(Object position labeling items)
======
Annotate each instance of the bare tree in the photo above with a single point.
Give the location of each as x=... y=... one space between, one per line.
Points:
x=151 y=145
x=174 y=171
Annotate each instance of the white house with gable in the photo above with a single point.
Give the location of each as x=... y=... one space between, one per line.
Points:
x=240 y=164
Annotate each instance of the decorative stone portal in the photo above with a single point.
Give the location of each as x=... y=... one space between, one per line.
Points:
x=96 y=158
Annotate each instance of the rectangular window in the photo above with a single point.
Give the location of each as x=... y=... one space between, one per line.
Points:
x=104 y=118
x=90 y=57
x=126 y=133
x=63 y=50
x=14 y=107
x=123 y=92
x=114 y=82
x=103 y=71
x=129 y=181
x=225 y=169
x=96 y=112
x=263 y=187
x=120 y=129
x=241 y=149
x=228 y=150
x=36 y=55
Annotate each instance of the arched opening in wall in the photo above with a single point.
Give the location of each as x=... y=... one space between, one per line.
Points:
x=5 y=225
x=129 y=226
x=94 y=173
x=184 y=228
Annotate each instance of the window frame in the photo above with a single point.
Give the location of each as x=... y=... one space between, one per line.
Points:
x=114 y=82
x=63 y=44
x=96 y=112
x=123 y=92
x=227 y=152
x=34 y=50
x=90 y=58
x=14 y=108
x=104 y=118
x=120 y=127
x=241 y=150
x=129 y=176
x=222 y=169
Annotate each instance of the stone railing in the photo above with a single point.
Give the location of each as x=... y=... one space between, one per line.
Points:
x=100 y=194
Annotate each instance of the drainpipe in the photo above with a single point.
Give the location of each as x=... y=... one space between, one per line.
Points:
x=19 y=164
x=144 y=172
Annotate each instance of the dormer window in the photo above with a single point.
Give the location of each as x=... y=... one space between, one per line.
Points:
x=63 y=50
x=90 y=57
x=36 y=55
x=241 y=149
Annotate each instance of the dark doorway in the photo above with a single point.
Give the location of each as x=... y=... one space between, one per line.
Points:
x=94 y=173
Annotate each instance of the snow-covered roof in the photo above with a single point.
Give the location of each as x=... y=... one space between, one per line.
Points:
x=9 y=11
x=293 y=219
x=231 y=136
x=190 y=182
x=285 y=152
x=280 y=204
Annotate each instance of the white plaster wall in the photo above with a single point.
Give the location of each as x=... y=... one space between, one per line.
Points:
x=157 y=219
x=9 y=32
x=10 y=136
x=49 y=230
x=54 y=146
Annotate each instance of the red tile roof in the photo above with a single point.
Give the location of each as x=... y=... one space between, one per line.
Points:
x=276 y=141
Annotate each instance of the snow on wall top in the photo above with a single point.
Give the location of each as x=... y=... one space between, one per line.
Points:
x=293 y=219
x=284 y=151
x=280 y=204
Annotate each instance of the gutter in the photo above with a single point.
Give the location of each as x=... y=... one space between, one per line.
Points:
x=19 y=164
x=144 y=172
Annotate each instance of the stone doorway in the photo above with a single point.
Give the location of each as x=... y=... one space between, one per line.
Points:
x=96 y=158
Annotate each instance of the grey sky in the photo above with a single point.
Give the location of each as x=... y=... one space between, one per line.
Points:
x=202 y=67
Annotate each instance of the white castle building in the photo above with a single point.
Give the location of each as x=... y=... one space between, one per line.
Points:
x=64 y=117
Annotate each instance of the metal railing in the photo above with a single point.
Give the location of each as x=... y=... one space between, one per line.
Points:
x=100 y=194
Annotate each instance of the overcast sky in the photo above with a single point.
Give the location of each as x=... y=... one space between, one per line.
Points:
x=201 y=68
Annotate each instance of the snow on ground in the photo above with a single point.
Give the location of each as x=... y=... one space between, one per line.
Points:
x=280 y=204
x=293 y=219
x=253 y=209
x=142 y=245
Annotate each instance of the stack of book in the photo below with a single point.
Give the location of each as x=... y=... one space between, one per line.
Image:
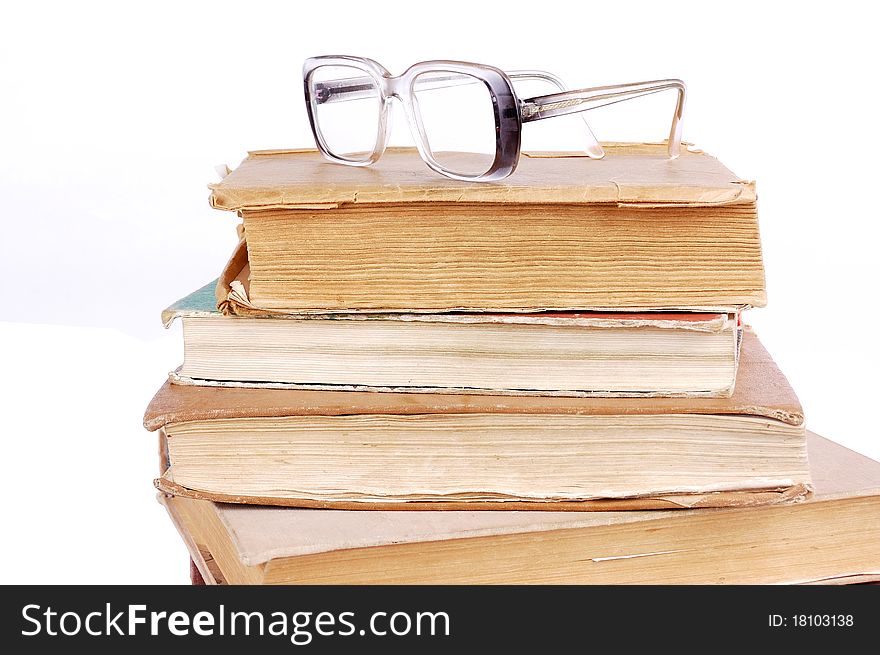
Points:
x=403 y=378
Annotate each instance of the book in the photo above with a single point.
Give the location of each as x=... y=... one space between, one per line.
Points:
x=632 y=231
x=547 y=353
x=832 y=537
x=347 y=449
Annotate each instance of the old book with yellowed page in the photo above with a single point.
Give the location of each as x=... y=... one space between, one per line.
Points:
x=633 y=231
x=833 y=538
x=545 y=353
x=347 y=449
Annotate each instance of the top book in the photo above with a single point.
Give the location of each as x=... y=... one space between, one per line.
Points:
x=634 y=230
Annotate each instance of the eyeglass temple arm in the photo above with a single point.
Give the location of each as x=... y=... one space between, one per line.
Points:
x=354 y=88
x=593 y=149
x=570 y=102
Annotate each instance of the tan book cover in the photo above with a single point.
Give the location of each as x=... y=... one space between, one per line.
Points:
x=833 y=537
x=358 y=450
x=634 y=230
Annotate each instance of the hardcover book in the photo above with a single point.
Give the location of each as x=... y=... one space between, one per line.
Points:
x=415 y=451
x=833 y=537
x=632 y=231
x=546 y=353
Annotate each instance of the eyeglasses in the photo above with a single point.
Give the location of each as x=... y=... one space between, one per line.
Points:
x=348 y=101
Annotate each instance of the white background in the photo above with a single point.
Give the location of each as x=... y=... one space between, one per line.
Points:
x=113 y=117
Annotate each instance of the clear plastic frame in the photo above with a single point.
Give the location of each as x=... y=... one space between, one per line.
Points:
x=349 y=100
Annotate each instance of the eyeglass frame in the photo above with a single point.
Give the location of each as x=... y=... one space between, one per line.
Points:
x=510 y=112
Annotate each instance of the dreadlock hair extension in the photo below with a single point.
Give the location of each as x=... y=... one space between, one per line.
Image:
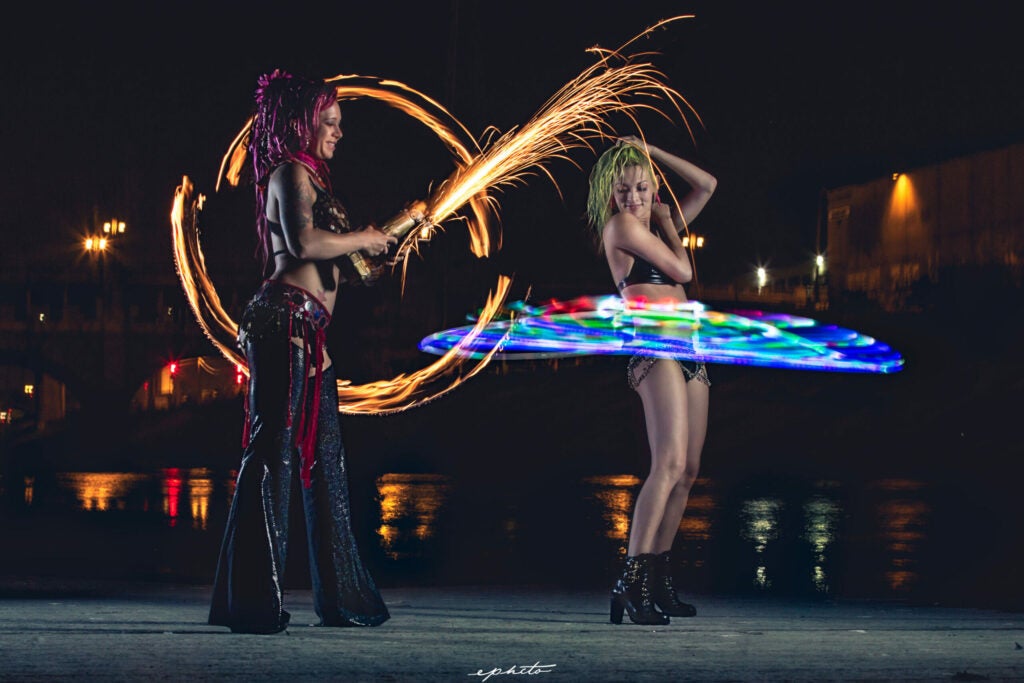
======
■ CHALLENGE ■
Scale the coordinates in the answers by 0.75, rounding each to a whole number with halves going up. Rewrite every line from the line with "Annotate each instance of the arched" to the line with "x=184 y=228", both included, with nothing else added, and leave the wording of the requests and their format samples unchanged.

■ FINISHED ANSWER ■
Annotate each instance of the arched opening in wall in the photo above with a single point.
Give the location of each as x=... y=... one space between, one per line.
Points:
x=4 y=169
x=97 y=170
x=71 y=130
x=138 y=171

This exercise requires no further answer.